GIVEN EXERCISE - The required output is the line containing "the spectator in" through the final line of the material below, printed exactly, with no other lines.
************
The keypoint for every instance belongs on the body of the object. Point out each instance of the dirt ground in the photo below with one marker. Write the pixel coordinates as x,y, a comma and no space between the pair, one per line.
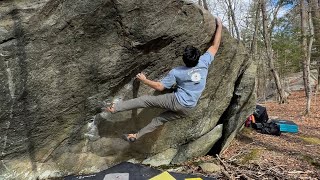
259,156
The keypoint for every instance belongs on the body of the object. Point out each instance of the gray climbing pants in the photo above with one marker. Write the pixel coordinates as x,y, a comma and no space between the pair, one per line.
166,101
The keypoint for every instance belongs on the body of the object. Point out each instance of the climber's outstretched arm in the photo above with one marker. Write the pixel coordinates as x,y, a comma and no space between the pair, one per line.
153,84
217,38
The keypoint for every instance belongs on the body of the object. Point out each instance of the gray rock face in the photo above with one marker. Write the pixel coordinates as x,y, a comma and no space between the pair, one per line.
59,59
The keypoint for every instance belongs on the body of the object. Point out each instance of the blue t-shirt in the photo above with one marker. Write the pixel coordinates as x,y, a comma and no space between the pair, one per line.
190,81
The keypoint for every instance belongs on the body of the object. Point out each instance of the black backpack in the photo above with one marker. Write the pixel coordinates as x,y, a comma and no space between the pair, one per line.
267,128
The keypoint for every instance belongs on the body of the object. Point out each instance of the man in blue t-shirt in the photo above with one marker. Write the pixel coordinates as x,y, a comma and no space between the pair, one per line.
190,81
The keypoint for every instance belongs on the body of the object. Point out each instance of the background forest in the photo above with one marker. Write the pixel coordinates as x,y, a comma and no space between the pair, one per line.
282,37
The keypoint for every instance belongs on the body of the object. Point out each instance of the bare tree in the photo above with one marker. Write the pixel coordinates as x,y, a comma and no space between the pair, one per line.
268,46
315,12
203,3
306,54
233,19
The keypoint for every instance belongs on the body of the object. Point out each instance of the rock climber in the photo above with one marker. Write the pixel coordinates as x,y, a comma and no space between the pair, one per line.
190,81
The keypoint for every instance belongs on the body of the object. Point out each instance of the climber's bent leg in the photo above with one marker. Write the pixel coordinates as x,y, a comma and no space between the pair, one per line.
166,101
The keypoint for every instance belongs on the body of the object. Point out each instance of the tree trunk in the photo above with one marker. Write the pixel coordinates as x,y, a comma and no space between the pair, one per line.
268,46
315,12
231,11
305,58
254,48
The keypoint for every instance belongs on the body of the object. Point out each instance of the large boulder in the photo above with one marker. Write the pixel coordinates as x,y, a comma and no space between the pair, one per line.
60,59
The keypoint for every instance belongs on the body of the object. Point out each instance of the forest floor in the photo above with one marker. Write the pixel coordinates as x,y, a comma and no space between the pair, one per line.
259,156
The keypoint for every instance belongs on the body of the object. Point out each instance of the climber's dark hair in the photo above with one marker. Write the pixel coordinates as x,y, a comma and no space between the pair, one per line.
191,56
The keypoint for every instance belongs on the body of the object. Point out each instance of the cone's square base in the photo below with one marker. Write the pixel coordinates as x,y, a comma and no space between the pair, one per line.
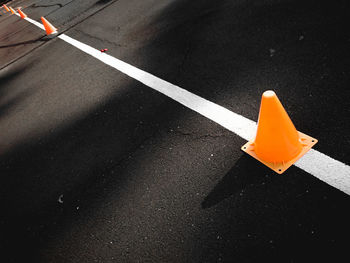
306,141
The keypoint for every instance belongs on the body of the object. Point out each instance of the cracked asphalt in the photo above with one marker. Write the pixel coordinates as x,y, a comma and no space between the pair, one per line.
96,167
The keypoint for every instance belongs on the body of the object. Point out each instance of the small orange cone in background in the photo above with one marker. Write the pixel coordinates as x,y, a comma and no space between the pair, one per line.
50,29
23,15
12,11
277,143
6,8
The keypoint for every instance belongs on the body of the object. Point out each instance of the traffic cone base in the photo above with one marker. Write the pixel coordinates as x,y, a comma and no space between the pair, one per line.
306,141
277,143
23,15
12,11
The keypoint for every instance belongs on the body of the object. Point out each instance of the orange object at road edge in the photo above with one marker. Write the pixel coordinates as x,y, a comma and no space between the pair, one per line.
23,15
6,8
12,11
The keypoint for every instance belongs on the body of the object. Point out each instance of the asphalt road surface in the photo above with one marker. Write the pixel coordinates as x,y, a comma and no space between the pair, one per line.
97,167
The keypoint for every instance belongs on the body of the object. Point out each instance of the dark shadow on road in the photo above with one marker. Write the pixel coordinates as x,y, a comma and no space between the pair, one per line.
102,2
246,172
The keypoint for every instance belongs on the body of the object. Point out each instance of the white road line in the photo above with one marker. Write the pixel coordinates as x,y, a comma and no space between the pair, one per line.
323,167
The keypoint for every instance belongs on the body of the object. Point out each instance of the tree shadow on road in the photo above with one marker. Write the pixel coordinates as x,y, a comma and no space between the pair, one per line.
40,39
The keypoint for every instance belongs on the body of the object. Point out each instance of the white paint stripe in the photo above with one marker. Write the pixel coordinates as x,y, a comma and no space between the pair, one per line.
325,168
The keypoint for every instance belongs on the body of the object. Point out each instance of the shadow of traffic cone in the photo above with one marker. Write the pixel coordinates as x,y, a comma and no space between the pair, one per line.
23,15
50,29
277,143
6,8
12,11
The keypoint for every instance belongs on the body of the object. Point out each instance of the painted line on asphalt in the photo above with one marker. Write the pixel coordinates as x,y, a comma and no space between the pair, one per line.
323,167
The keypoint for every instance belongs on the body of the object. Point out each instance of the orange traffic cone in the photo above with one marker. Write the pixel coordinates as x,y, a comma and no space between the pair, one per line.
12,11
50,29
23,15
277,143
6,8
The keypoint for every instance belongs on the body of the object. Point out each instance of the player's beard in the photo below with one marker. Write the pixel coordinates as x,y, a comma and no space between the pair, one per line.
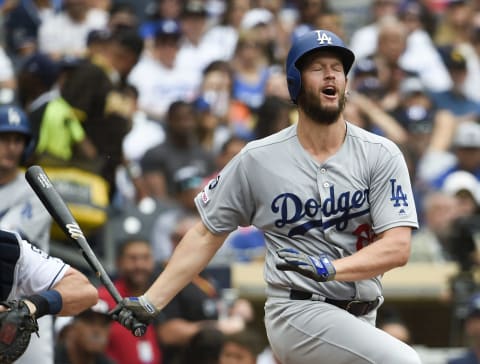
312,106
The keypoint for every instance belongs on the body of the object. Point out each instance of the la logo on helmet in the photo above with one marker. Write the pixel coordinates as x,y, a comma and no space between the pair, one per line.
323,37
13,117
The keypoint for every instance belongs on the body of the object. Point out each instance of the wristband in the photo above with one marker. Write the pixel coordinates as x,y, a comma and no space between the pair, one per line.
47,303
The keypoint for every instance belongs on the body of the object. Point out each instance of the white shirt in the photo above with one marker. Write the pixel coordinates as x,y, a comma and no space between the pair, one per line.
59,34
159,86
35,271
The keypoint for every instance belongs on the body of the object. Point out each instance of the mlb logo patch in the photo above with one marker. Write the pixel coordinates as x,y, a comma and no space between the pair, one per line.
204,197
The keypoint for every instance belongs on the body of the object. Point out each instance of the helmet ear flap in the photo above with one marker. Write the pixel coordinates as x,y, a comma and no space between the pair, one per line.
294,83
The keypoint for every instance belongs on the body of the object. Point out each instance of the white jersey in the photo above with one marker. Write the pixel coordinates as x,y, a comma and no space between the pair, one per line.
35,271
336,207
22,211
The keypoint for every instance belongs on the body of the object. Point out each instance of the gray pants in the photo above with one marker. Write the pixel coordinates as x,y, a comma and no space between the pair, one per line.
315,332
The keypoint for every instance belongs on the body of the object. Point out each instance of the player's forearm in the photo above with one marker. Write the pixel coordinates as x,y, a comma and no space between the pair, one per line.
77,293
183,266
388,252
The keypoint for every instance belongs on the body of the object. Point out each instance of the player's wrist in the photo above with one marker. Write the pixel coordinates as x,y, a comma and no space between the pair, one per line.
45,303
325,268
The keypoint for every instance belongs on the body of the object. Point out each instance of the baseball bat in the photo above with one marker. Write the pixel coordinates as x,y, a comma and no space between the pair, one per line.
56,206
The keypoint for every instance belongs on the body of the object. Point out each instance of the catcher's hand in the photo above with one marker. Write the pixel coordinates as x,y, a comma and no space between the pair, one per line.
318,268
135,313
16,327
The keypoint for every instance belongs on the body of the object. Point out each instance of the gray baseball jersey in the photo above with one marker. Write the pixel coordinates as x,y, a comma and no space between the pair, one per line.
336,207
22,211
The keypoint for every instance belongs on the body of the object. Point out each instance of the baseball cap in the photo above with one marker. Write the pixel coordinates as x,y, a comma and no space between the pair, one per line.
256,17
194,8
467,135
411,85
459,181
453,58
473,307
42,66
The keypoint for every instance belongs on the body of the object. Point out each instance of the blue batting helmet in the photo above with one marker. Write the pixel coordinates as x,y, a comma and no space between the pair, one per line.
14,120
310,41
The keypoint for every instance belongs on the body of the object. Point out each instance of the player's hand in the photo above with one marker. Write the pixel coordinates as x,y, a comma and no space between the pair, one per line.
318,268
135,313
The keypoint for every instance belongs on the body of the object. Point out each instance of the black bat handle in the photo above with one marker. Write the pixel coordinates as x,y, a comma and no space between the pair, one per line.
138,328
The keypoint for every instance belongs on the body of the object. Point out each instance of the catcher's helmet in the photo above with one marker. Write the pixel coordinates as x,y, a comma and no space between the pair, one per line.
14,120
310,41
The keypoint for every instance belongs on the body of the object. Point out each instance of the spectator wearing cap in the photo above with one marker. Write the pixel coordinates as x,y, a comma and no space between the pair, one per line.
97,89
196,51
22,24
416,113
59,135
452,147
75,20
452,25
419,55
471,330
157,76
84,338
134,268
180,149
454,99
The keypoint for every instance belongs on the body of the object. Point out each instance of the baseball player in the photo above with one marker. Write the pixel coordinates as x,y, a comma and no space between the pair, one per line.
335,204
22,211
33,285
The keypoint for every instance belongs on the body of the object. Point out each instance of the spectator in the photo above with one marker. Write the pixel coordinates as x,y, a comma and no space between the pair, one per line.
134,267
250,69
454,99
464,155
242,347
431,244
196,307
22,24
452,28
59,135
216,89
180,149
157,77
75,21
188,183
97,91
273,115
364,40
466,190
228,29
195,45
84,339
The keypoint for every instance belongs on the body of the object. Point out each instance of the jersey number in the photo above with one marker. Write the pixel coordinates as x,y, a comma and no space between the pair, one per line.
************
EXERCISE SOLUTION -
The keypoint for every instance belongs on the body of the object. Point out each instance of the spectator in the photo above with one marker. Write the pixel coordinates as x,y, a comma and no space between the pair, one per line.
134,267
250,69
454,99
464,155
242,347
431,244
196,307
22,24
452,28
59,135
216,89
180,149
157,77
75,21
188,183
97,91
273,115
364,40
466,190
228,29
195,45
84,339
The keypoint for every instance belongs on the body of the object. Point out each instance of the jersey number in the photo above with one marker. Write the pixel coordinates as x,y, a comma and no space between the pair, one per line.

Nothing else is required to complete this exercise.